▶ **Required work**
Will you output the entries below exactly, skipping every image they contain?

▶ **Available records**
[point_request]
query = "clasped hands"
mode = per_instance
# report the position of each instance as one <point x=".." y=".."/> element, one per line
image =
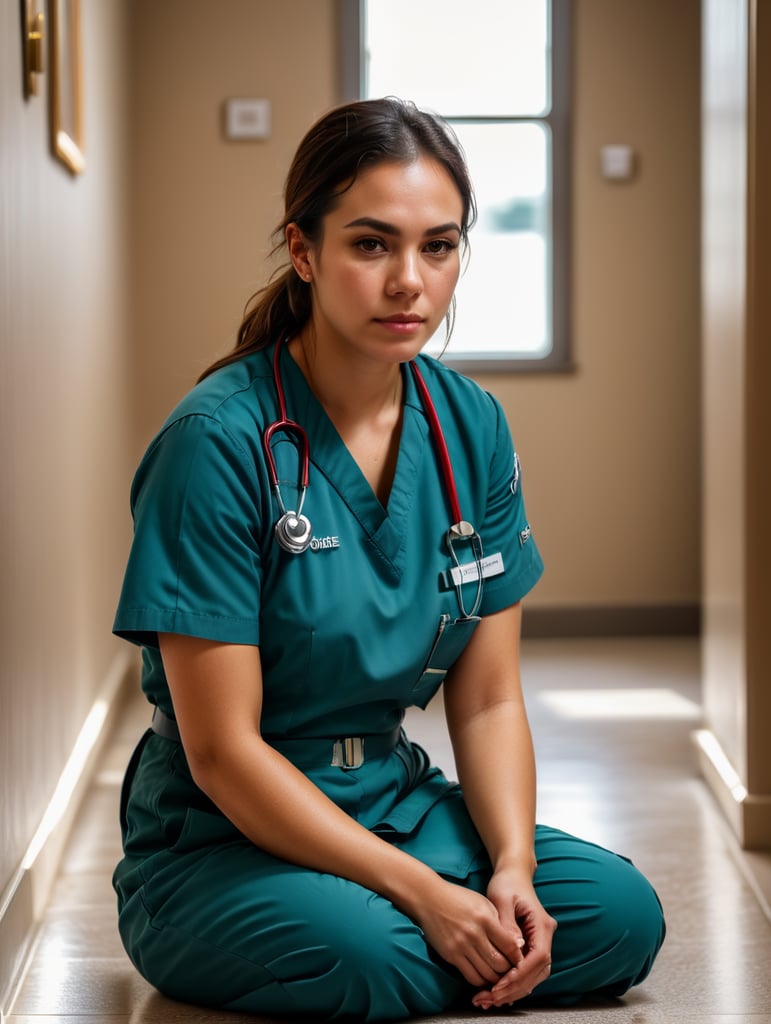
<point x="501" y="942"/>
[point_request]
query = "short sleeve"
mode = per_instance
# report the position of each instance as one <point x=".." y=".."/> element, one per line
<point x="195" y="564"/>
<point x="506" y="530"/>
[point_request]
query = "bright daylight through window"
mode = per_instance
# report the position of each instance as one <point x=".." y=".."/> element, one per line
<point x="496" y="70"/>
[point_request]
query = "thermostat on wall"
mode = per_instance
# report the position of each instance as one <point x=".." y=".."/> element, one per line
<point x="247" y="119"/>
<point x="617" y="162"/>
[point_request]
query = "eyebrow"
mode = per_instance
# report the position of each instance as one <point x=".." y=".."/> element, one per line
<point x="386" y="228"/>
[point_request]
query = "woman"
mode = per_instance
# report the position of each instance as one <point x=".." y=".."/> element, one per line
<point x="287" y="848"/>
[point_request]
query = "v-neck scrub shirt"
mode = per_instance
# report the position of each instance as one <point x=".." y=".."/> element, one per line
<point x="347" y="633"/>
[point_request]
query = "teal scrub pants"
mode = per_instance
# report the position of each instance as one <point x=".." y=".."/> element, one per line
<point x="221" y="923"/>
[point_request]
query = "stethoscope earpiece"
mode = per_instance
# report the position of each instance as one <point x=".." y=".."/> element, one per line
<point x="293" y="532"/>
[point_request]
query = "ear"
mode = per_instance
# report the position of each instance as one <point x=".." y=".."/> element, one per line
<point x="299" y="252"/>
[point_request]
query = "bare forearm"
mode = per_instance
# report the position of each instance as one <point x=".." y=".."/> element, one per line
<point x="284" y="813"/>
<point x="496" y="768"/>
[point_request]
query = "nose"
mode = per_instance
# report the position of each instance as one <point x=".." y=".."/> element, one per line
<point x="405" y="278"/>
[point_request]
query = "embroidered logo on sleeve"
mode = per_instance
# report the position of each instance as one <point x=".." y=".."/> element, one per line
<point x="517" y="474"/>
<point x="325" y="543"/>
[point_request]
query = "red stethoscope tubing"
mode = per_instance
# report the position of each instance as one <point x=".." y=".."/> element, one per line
<point x="284" y="424"/>
<point x="441" y="445"/>
<point x="287" y="426"/>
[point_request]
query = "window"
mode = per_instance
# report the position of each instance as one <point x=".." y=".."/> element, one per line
<point x="501" y="78"/>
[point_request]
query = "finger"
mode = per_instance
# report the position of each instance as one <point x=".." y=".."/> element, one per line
<point x="517" y="984"/>
<point x="509" y="941"/>
<point x="489" y="966"/>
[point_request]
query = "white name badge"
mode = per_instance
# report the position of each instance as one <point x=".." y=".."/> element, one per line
<point x="468" y="572"/>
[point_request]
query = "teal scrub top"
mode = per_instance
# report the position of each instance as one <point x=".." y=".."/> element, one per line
<point x="347" y="629"/>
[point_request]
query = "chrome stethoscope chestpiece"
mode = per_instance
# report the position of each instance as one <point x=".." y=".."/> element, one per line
<point x="293" y="532"/>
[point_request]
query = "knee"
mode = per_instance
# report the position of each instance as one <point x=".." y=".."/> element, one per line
<point x="626" y="929"/>
<point x="635" y="920"/>
<point x="610" y="923"/>
<point x="384" y="968"/>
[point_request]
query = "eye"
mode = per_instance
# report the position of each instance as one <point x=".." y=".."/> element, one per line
<point x="370" y="245"/>
<point x="440" y="247"/>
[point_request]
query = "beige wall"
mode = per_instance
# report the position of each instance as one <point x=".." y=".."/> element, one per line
<point x="610" y="452"/>
<point x="206" y="208"/>
<point x="65" y="443"/>
<point x="736" y="412"/>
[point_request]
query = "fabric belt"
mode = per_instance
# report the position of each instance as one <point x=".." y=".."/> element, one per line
<point x="348" y="752"/>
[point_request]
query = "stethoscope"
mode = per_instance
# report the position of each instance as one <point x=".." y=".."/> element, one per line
<point x="293" y="531"/>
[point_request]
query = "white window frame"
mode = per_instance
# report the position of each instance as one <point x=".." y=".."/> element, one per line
<point x="557" y="123"/>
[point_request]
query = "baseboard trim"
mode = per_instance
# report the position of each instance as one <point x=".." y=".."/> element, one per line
<point x="612" y="621"/>
<point x="23" y="902"/>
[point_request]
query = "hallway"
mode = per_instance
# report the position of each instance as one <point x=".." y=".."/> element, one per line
<point x="612" y="723"/>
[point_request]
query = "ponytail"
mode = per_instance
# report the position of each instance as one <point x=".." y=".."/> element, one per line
<point x="344" y="142"/>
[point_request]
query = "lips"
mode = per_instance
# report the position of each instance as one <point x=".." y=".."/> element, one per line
<point x="400" y="318"/>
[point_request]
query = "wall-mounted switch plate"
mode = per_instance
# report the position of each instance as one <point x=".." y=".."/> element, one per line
<point x="247" y="119"/>
<point x="617" y="162"/>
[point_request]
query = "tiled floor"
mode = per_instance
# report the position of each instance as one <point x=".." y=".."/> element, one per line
<point x="612" y="723"/>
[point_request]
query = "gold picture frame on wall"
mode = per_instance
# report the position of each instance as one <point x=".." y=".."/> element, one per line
<point x="67" y="84"/>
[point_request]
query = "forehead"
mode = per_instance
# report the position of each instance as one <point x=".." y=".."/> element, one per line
<point x="416" y="194"/>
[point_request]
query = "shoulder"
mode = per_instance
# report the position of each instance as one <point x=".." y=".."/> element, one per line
<point x="459" y="397"/>
<point x="227" y="393"/>
<point x="218" y="424"/>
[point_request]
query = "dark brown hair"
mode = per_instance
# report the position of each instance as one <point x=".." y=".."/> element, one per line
<point x="336" y="148"/>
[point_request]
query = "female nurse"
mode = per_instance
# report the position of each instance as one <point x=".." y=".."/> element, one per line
<point x="328" y="527"/>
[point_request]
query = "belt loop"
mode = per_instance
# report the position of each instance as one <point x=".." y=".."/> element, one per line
<point x="348" y="753"/>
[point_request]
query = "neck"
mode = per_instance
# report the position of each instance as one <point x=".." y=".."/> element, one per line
<point x="350" y="389"/>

▶ **Finished exercise**
[point_request]
query = "clasped hands"
mode = per_instance
# report the position of each instance as one <point x=".." y=".."/> element, one per line
image =
<point x="501" y="942"/>
[point_request]
query = "short sleeve"
mode = per_instance
# report the position of each instance as one <point x=".." y=".."/> element, one per line
<point x="195" y="564"/>
<point x="506" y="530"/>
[point_request]
query = "bright daylight through window"
mode = per_instance
# report the position of each instance as one <point x=".." y=".."/> element, one per line
<point x="496" y="70"/>
[point_request]
query = "thermostat on wall"
mode = per_instance
# report the position of each instance as one <point x=".." y=".."/> element, one per line
<point x="247" y="119"/>
<point x="617" y="162"/>
[point_request]
query = "eyebrow"
mode = per_instance
# report the position of each instance as one <point x=".." y=".."/> element, one per line
<point x="386" y="228"/>
[point_request]
query = "woman"
mode = per_instance
# report the position of each instance as one <point x=".." y=".."/> element, one per line
<point x="287" y="848"/>
[point_request]
query = "v-neck scrub shirt"
mode = per_instance
# report the position of each instance as one <point x=".." y=".."/> element, one per line
<point x="347" y="633"/>
[point_request]
query = "teal scrub pants"
mode = per_instance
# report the position of each instance as one <point x=".." y=".."/> element, one per line
<point x="221" y="923"/>
[point_request]
query = "stethoscope earpiece"
mode = per_instance
# report the position of each instance as one <point x=".." y=".."/> element, one per line
<point x="293" y="532"/>
[point_request]
query = "ear"
mode = per_instance
# report the position of each instance as one <point x=".." y=".."/> element, one per line
<point x="299" y="252"/>
[point_request]
query = "bare forearm"
mode = per_instance
# report the position of each instance as one <point x=".." y=".."/> element, one per line
<point x="284" y="813"/>
<point x="496" y="768"/>
[point_request]
query = "nose"
mode = per_instance
# report the position of each instance as one <point x=".." y=".."/> element, one per line
<point x="405" y="278"/>
[point_request]
query = "embroidered logo on sleeve"
mode = per_instance
# report the position of each instance as one <point x=".." y=".."/> element, one per line
<point x="517" y="474"/>
<point x="325" y="543"/>
[point_request]
query = "red stethoscope tubing"
mode = per_instance
# report the position of each instance as one <point x=".." y=".."/> element, one per line
<point x="284" y="424"/>
<point x="441" y="445"/>
<point x="287" y="426"/>
[point_request]
query = "window"
mode = per_instance
# report the position of each instance as one <point x=".." y=".."/> element, one per line
<point x="501" y="78"/>
[point_request]
query = "finger"
mode = per_instance
# report the position of each instance as one <point x=".." y=".."/> element, one per line
<point x="517" y="984"/>
<point x="509" y="941"/>
<point x="489" y="966"/>
[point_request]
query = "white name badge"
mode = per_instance
# report the position of each instance as one <point x=".." y=".."/> element, one per line
<point x="468" y="572"/>
[point_request]
query = "teal scrub top"
mode = per_instance
# report the position of each instance as one <point x=".." y=".."/> element, one per line
<point x="347" y="629"/>
[point_request]
query = "chrome stethoscope chestpiece"
mode = per_instance
# report the position of each instance as one <point x=".." y=".."/> element, one per line
<point x="293" y="532"/>
[point_request]
query = "knee"
mode = per_instance
# report the position of each instance as one <point x=".." y=".."/> element, one per line
<point x="626" y="929"/>
<point x="635" y="920"/>
<point x="610" y="923"/>
<point x="384" y="968"/>
[point_request]
query = "eye"
mode = per_instance
# report the position of each instance as one <point x=".." y=".."/> element, one per line
<point x="370" y="245"/>
<point x="440" y="247"/>
[point_request]
query = "beige wall"
mode = per_instance
# report the position of each instance as one <point x=".." y=".."/> element, one per line
<point x="610" y="452"/>
<point x="206" y="208"/>
<point x="65" y="443"/>
<point x="736" y="412"/>
[point_request]
query = "fabric belt"
mode = per_instance
# report the position of each instance as one <point x=".." y=".."/> element, one per line
<point x="348" y="752"/>
[point_request]
query = "stethoscope"
mode = per_instance
# report the position of each instance as one <point x=".." y=".."/> element, one per line
<point x="293" y="531"/>
[point_request]
query = "white window frame"
mode = per_instance
# report the position of each instance as one <point x=".." y=".."/> element, one per line
<point x="557" y="123"/>
[point_request]
query = "baseboard trim"
mode = per_instance
# report the position of each instance as one <point x=".." y=".."/> element, one per line
<point x="612" y="621"/>
<point x="23" y="902"/>
[point_request]
query = "hallway"
mode = per_instance
# report the position of each instance as one <point x=".." y=".."/> element, one per line
<point x="612" y="723"/>
[point_request]
query = "ponytail"
mode = per_instance
# report the position of each instance as one <point x=".." y=".."/> element, one per line
<point x="344" y="142"/>
[point_request]
query = "lips"
mode = per_instance
# report the position of each instance as one <point x=".." y=".."/> element, one per line
<point x="400" y="318"/>
[point_request]
query = "wall-mounted switch plate"
mode = per_instance
# report the position of each instance as one <point x=".." y=".."/> element, one per line
<point x="247" y="119"/>
<point x="617" y="162"/>
[point_request]
query = "tiled floor"
mode = per_instance
# report the position of each instance as one <point x=".." y=".."/> element, one per line
<point x="612" y="723"/>
[point_request]
query = "gold picture frame on wall"
mode = per_instance
# report the position of each instance as one <point x=".." y=".."/> element, one per line
<point x="67" y="84"/>
[point_request]
query = "forehead"
mode = per_instance
# report the position of each instance as one <point x=".." y=".."/> element, one per line
<point x="416" y="194"/>
[point_request]
query = "shoulder"
mode = per_instance
# report the position of each instance as one <point x=".." y=".."/> element, one per line
<point x="459" y="397"/>
<point x="227" y="393"/>
<point x="218" y="424"/>
[point_request]
query = "dark brown hair"
mode = per_instance
# report the position of each instance as one <point x=".." y=".."/> element, one per line
<point x="336" y="148"/>
[point_request]
query = "female nurse"
mode = per_instance
# report the position of each instance as one <point x=".." y=".."/> element, one per line
<point x="328" y="527"/>
[point_request]
query = "belt loop"
mode = per_instance
# report the position of each instance as one <point x=".." y=".."/> element, one per line
<point x="348" y="753"/>
[point_request]
query = "neck"
mode = per_instance
# report the position of each instance as one <point x=".." y=".."/> element, one per line
<point x="350" y="389"/>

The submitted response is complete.